- **WORK TO COMPLETE**: Each line below is to be written out in full, exactly as shown.
========
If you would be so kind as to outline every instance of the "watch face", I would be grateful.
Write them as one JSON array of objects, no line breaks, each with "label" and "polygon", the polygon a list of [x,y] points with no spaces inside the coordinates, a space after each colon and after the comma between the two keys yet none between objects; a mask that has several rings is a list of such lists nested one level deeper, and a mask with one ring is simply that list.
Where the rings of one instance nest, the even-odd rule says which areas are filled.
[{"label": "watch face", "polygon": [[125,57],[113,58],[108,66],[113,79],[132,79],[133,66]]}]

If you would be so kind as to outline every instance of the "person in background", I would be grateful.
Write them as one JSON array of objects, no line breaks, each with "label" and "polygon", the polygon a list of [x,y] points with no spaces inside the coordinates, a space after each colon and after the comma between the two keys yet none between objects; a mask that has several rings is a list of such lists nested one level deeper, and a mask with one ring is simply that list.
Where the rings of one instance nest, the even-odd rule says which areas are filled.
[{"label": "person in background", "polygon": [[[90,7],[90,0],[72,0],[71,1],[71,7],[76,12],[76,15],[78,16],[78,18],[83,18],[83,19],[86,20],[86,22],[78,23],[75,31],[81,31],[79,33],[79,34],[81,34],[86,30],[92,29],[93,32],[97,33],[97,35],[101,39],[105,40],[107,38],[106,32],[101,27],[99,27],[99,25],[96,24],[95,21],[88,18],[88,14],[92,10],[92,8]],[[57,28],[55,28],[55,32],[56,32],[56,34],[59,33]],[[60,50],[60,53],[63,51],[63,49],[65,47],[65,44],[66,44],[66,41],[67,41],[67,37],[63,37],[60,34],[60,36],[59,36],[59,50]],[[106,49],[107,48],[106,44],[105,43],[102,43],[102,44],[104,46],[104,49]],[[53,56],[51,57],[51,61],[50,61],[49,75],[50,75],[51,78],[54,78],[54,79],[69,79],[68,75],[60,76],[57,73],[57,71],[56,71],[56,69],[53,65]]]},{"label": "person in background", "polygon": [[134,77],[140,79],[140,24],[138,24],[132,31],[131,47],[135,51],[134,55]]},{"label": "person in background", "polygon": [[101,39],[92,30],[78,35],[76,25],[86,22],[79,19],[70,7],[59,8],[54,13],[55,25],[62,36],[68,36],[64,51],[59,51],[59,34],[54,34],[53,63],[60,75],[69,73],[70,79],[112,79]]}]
========
- **EXERCISE OUTPUT**:
If you would be so kind as to outline every instance of the "watch face", I would be grateful.
Write them as one JSON array of objects, no line breaks, each with "label" and "polygon", the polygon a list of [x,y] points with no spaces inside the coordinates, a space after each colon and after the comma between the two keys yet none between objects; a mask that has several rings is a list of such lists nested one level deeper, and a mask with one ring is simply that list.
Where the rings of one instance nest, the even-odd rule says which areas are filled.
[{"label": "watch face", "polygon": [[125,57],[113,58],[108,66],[113,79],[132,79],[133,66]]}]

If you would be so kind as to outline every instance of the "person in background", I would be grateful.
Write them as one JSON array of objects, no line breaks, each with "label" and "polygon", the polygon a list of [x,y] points with no spaces inside the coordinates, a space after each colon and after the comma between the two keys yet none between objects; a mask that has several rings is a list of such lists nested one level deeper, and a mask with one ring is simply that list.
Where the rings of one instance nest, the even-odd rule says which areas are filled.
[{"label": "person in background", "polygon": [[[90,7],[90,0],[72,0],[71,1],[71,7],[76,12],[76,15],[78,16],[78,18],[83,18],[83,19],[86,20],[86,22],[78,23],[75,31],[81,31],[79,33],[79,34],[81,34],[86,30],[92,29],[93,32],[97,33],[97,35],[101,39],[105,40],[107,38],[106,32],[101,27],[99,27],[99,25],[96,24],[95,21],[88,18],[88,14],[92,10],[92,8]],[[57,28],[55,28],[55,32],[56,32],[56,34],[59,33]],[[60,50],[60,53],[63,51],[63,49],[65,47],[65,44],[66,44],[66,41],[67,41],[67,37],[63,37],[60,34],[60,36],[59,36],[59,50]],[[106,49],[107,48],[106,44],[105,43],[102,43],[102,44],[104,46],[104,49]],[[53,56],[51,57],[51,61],[50,61],[49,75],[50,75],[51,78],[54,78],[54,79],[69,79],[68,75],[60,76],[57,73],[57,71],[56,71],[56,69],[53,65]]]},{"label": "person in background", "polygon": [[134,77],[140,79],[140,24],[138,24],[132,31],[131,47],[135,51],[134,55]]},{"label": "person in background", "polygon": [[101,39],[92,30],[78,35],[76,25],[86,22],[79,19],[70,7],[59,8],[54,13],[55,25],[62,36],[68,36],[64,51],[59,51],[59,34],[54,34],[53,63],[60,75],[69,73],[70,79],[112,79]]}]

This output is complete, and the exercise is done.